● **Data entries**:
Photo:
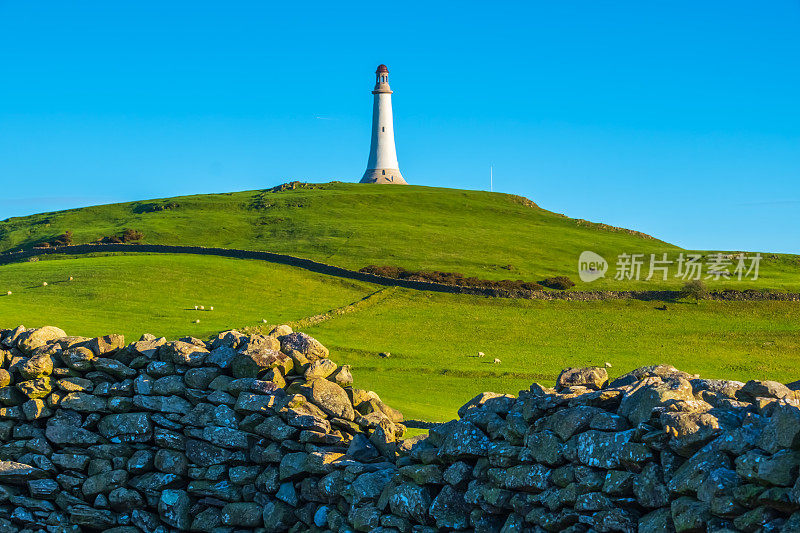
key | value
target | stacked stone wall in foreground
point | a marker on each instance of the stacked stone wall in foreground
(266, 433)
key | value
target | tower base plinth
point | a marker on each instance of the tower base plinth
(383, 175)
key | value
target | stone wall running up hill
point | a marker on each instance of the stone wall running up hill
(265, 433)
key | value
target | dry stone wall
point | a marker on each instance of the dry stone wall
(266, 433)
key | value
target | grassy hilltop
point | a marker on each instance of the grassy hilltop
(434, 338)
(489, 235)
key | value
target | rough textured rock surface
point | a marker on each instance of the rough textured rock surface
(265, 433)
(226, 435)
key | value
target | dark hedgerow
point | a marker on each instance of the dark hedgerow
(450, 278)
(129, 235)
(561, 283)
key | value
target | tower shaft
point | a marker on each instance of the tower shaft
(382, 166)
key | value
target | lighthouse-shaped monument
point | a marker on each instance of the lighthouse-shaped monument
(382, 166)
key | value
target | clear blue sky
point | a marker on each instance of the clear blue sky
(680, 119)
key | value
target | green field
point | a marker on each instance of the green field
(489, 235)
(433, 338)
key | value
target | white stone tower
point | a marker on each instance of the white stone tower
(382, 166)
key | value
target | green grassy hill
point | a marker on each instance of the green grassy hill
(489, 235)
(434, 338)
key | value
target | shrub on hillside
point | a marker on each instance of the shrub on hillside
(694, 290)
(65, 239)
(129, 235)
(561, 283)
(449, 278)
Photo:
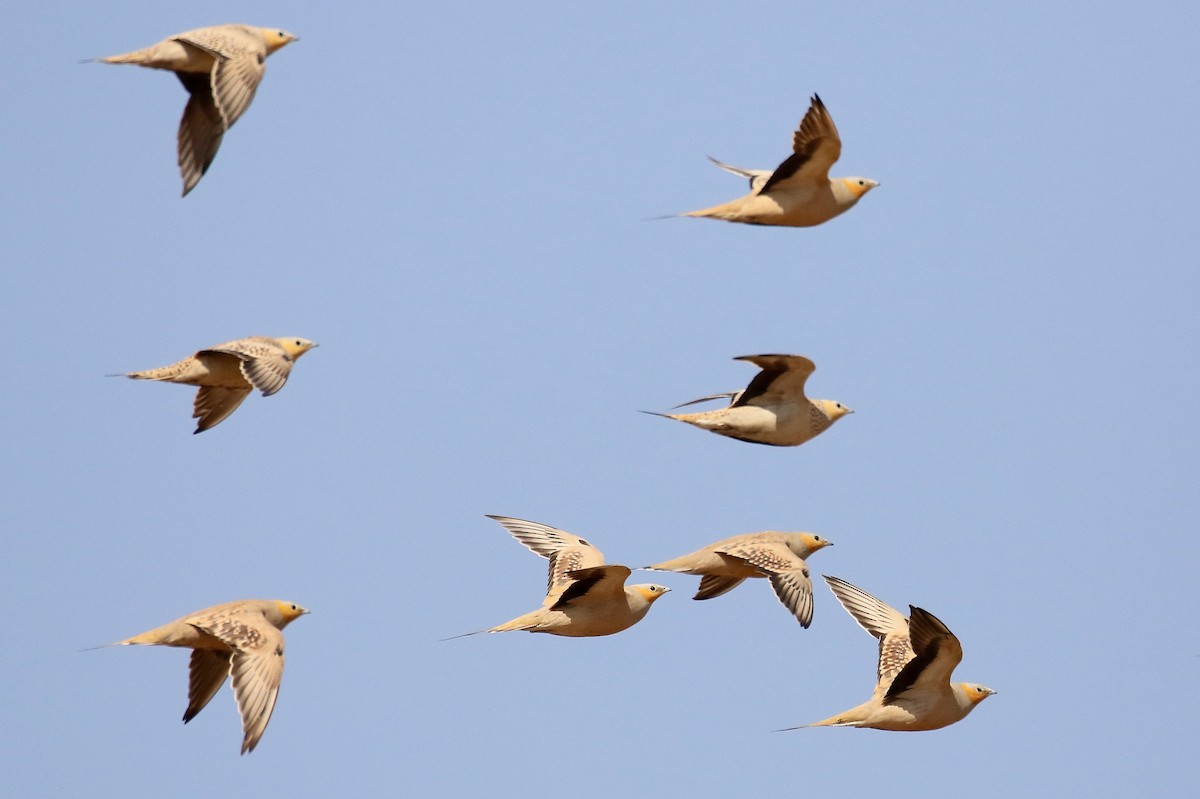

● **What to produce**: How many of the lines above contain the word "white"? Reply with the number alone.

● **Solution to this task**: 2